▸ **Extract provided**:
- Opening Delimiter -
NCBA Bank has further slashed Kenya's economic growth prospects for the year ending June 30 by 60 basis points as consumption and investments slow amid rising costs and uncertainty.
The lender now projects the country's gross domestic product to expand by 5.2 per cent from 5.8 per cent it projected in November.
We project GDP growth to slow down to 5.2 per cent, slower than Treasury’s six per cent forecast as consumption and investments slow amid rising costs and uncertainty,'' NCBA John Gachora said at the bank's quarterly economic outlook on Monday
last year, the lender had anticipated sectors such as hospitality, services and transport that were the hardest hit by the Covid-19 pandemic to lead the economy in growth as they reap the benefits of the eased restrictions and higher consumer spending
The new growth forecast is a downward revision to the bank’s initial baseline estimate of 5.3 per cent in May 2021 and way below the six percent projected by the National Treasury.
- Closing Delimiter -
(Dataset entries)
- Opening Delimiter -
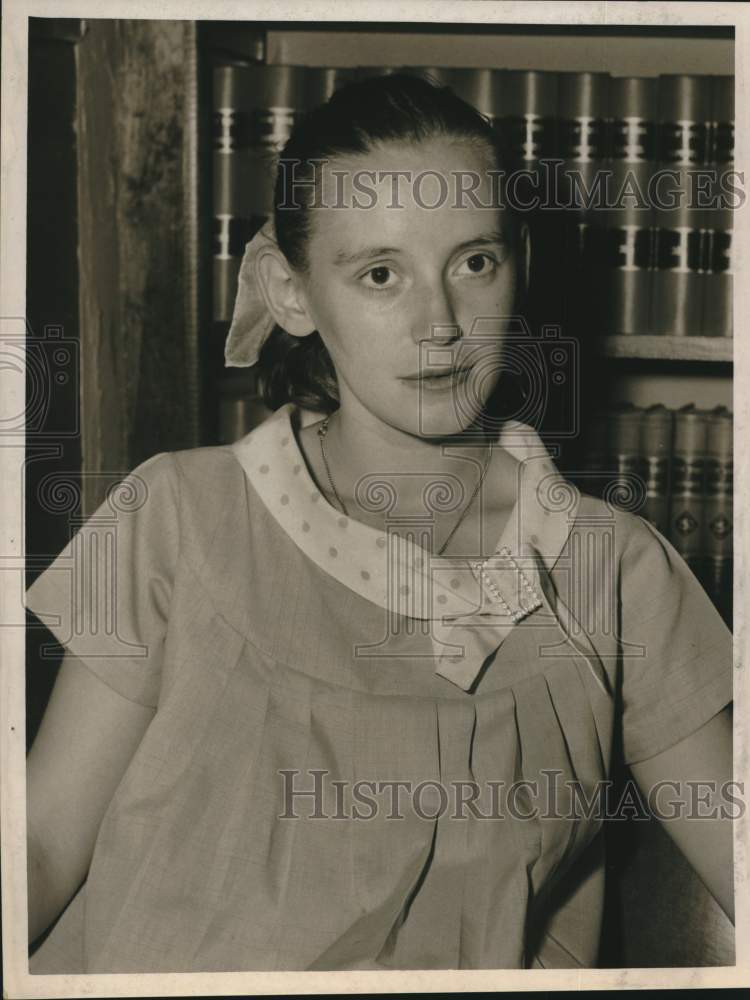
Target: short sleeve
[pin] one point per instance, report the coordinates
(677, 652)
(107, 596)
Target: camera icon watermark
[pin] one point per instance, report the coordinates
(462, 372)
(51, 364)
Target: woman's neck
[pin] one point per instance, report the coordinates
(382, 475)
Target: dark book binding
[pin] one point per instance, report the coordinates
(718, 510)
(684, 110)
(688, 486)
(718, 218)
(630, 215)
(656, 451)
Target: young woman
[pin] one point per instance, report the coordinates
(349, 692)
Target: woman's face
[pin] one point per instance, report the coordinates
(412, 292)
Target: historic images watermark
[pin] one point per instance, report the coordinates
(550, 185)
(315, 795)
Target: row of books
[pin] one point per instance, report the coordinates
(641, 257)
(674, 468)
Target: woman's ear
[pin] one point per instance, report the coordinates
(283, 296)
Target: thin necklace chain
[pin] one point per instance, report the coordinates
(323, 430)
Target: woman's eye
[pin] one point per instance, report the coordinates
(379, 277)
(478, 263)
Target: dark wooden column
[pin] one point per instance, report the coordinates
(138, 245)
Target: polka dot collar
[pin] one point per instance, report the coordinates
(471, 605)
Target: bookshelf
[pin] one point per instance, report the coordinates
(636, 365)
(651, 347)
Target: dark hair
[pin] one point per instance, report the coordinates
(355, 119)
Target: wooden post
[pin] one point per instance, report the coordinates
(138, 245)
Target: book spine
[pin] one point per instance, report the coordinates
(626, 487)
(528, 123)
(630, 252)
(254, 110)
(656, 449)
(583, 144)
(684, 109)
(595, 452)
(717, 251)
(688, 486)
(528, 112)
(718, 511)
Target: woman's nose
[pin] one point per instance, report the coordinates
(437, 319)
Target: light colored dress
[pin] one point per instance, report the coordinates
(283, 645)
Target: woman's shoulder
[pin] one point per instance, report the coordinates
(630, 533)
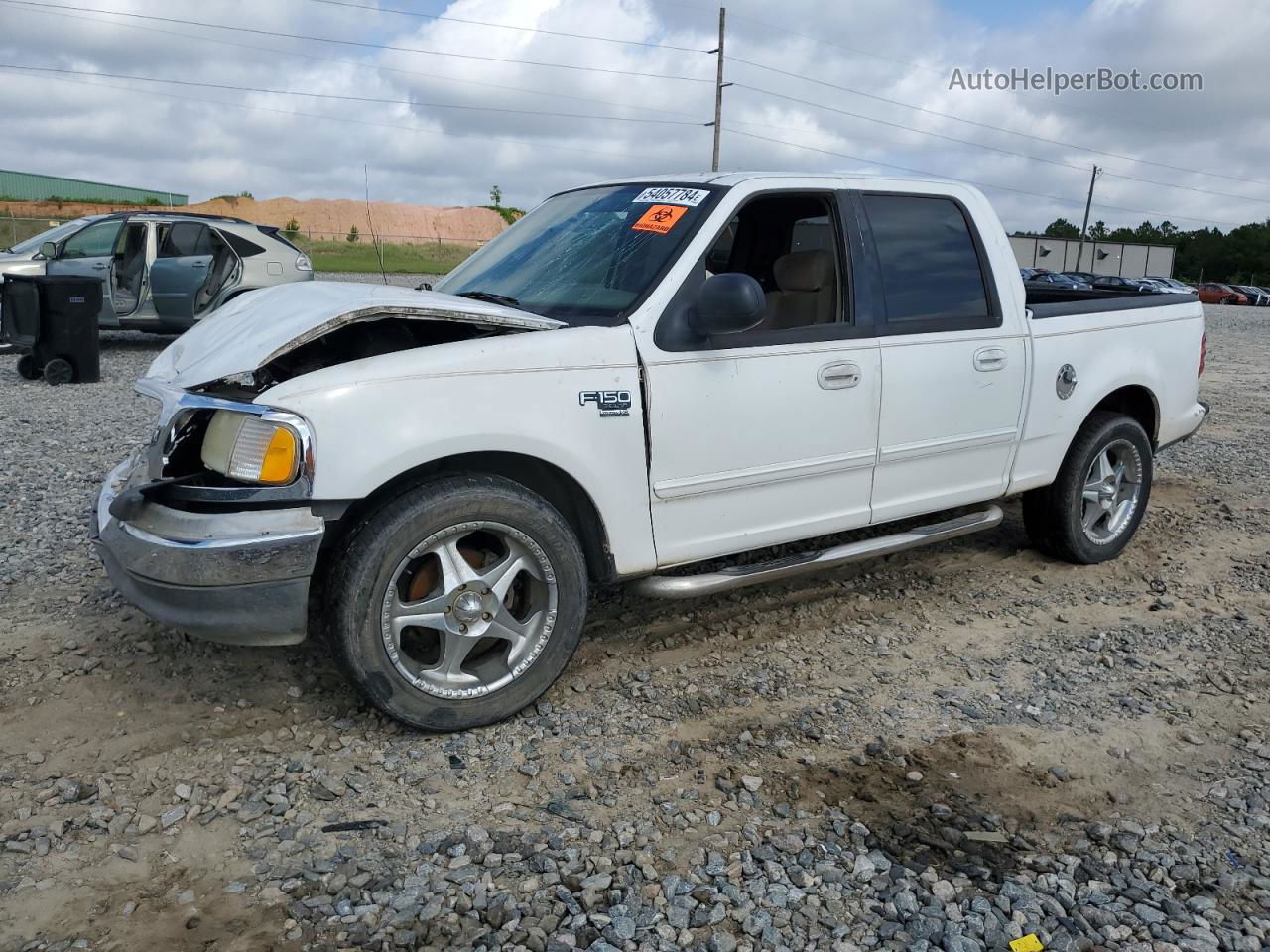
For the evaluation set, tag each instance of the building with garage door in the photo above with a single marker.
- Closing Delimiter -
▸ **Exercise set**:
1. Reproduce the part of the Kenya growth forecast article starting at "NCBA Bank has" and ending at "projected in November.".
2. Write the next part of the Kenya growth forecast article, picking up after its last sentence.
Nothing in the listing is needed here.

▸ **Exercise results**:
1.
NCBA Bank has further slashed Kenya's economic growth prospects for the year ending June 30 by 60 basis points as consumption and investments slow amid rising costs and uncertainty.
The lender now projects the country's gross domestic product to expand by 5.2 per cent from 5.8 per cent it projected in November.

2.
In December, World Bank projected Kenya's economy to rebound to five per cent, one of the faster recoveries among Sub-Saharan African countries.
Kenya is among many countries feeling the economic heat of escalating crisis in Ukraine following Russia's invasion which has further disrupted the global supply chain.
Even the world's social-economic leaders like the US and the United Kingdom are facing the highest inflation ever.
U.S. consumer price gains accelerated in February to a fresh 40-year high on rising gasoline, food and housing costs, with inflation poised to rise even further following Russia’s invasion of Ukraine.
In the US for instance, the consumer price index has jumped 7.9 per cent from a year earlier following a 7.5 per cent annual gain in January, pushing inflation to a 40-year-high.
The annual inflation rate in the UK increased to 6.2 per cent in February of 2022 from 5.5 per cent in January and above market forecasts of 5.9 per cent.
It is the highest inflation rate since March of 1992, as the rising cost of energy and food continues to squeeze the living standards.
Besides Russia -the Ukraine crisis, Kenya is battling low rainfall that is likely to hurt food production.
NCBA expects that the prolonged drought will not only worsen the food security situation but dampen agriculture output which accounts for 22 per cent of GDP.
Other factors include the rising global oil prices that have pushed pump prices to the highest levels since the 2008 global recession.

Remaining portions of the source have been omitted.